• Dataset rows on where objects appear
+++
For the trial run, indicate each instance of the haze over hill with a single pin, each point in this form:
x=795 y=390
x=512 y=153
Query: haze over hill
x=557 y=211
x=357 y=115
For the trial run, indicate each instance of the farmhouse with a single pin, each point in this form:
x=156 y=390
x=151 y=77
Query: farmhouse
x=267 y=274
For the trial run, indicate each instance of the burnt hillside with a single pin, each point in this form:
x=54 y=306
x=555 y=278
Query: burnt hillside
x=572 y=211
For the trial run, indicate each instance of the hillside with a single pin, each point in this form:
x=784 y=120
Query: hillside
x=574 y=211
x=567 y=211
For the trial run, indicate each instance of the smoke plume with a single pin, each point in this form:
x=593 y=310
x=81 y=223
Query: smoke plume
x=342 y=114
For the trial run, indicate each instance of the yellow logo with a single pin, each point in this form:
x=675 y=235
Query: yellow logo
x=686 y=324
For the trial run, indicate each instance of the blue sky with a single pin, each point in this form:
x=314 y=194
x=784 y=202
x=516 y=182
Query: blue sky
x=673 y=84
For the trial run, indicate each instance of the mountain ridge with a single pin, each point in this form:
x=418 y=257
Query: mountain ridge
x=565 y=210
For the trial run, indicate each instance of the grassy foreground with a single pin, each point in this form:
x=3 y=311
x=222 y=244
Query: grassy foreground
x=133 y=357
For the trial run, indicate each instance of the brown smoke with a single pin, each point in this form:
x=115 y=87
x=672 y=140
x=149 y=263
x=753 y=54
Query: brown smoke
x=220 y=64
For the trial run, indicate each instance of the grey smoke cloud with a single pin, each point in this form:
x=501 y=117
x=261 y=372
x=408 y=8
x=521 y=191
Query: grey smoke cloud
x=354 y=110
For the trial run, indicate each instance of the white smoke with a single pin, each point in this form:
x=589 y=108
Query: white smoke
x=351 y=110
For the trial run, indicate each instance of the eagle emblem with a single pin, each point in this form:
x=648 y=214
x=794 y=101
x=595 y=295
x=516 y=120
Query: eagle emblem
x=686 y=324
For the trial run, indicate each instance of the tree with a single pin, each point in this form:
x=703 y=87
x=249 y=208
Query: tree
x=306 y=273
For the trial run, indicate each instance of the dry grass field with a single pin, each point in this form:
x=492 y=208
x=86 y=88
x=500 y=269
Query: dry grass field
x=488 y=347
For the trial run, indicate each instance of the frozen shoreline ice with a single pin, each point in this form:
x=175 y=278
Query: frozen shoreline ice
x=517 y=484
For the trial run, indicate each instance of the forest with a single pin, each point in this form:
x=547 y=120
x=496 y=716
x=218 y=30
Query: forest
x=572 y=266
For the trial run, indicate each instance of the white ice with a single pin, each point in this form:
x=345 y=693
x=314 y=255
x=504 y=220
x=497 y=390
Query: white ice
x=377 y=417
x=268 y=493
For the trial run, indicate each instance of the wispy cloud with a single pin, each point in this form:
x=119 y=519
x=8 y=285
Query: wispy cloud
+++
• Stated task
Reproduce all of the material above word for word, keeping every line as it stands.

• Complete response
For the trial run, indicate each instance of the haze over hill with a single pin, each point in this form:
x=795 y=390
x=512 y=153
Query: haze over hill
x=557 y=211
x=357 y=115
For the trial run, indicate each instance of the farmhouse with a single pin, each point in this form:
x=156 y=390
x=151 y=77
Query: farmhouse
x=267 y=274
For the trial run, indicate each instance of the burnt hillside with a single pin, each point in this form:
x=54 y=306
x=555 y=278
Query: burnt hillside
x=572 y=211
For the trial run, indicate each instance of the hillside with a single pin, each point in this form:
x=784 y=120
Query: hillside
x=574 y=211
x=567 y=211
For the trial run, indicate each instance of the smoke plume with a single pin, each point in this form:
x=593 y=310
x=81 y=223
Query: smoke plume
x=342 y=114
For the trial run, indicate each instance of the yellow logo with a single pin, each point in this form:
x=675 y=235
Query: yellow logo
x=686 y=324
For the trial run, indicate each instance of the blue sky with a single pin, each point in this form:
x=314 y=194
x=784 y=202
x=516 y=182
Query: blue sky
x=673 y=84
For the trial run, indicate each instance of the mountain ridge with a single pin, each point in this form:
x=418 y=257
Query: mountain ridge
x=565 y=210
For the trial run, indicate each instance of the grassy foreground with a single pin, each point in this form:
x=3 y=311
x=222 y=244
Query: grassy foreground
x=133 y=357
For the trial run, indicate each instance of the brown smoke with a single pin, each point in this form:
x=115 y=87
x=672 y=140
x=149 y=263
x=753 y=54
Query: brown smoke
x=220 y=64
For the trial run, indicate each instance of the grey smoke cloud with a single pin, each point in this form:
x=501 y=117
x=261 y=372
x=408 y=8
x=521 y=191
Query: grey smoke cloud
x=354 y=110
For the trial run, indicate each instance of the white smoke with a single pin, each point in this form:
x=589 y=108
Query: white smoke
x=351 y=110
For the trial run, indicate each instance of the eagle emblem with a single pin, each point in this form:
x=648 y=214
x=794 y=101
x=595 y=295
x=516 y=120
Query: eagle emblem
x=686 y=324
For the trial run, indicate each instance of the tree with a single pin, each point in this form:
x=703 y=87
x=249 y=208
Query: tree
x=306 y=273
For the trial run, indicate each instance of the dry grass field with a single pin, each point in this form:
x=492 y=208
x=86 y=88
x=500 y=269
Query: dry grass field
x=488 y=347
For the trial run, indicate each instance of the frozen shoreline ice with a single pin, each point in this form:
x=175 y=278
Query: frozen shoreline ice
x=517 y=484
For the trial run, indicate each instance of the forest with a single pin, each point in this form:
x=547 y=120
x=496 y=716
x=218 y=30
Query: forest
x=572 y=266
For the trial run, indicate each instance of the white ice with a single pin, each point in this form:
x=345 y=693
x=314 y=255
x=504 y=220
x=497 y=390
Query: white ice
x=377 y=417
x=268 y=493
For the trial run, indicate each instance of the wispy cloud with a single pin, each point in this form:
x=119 y=519
x=8 y=285
Query: wispy cloud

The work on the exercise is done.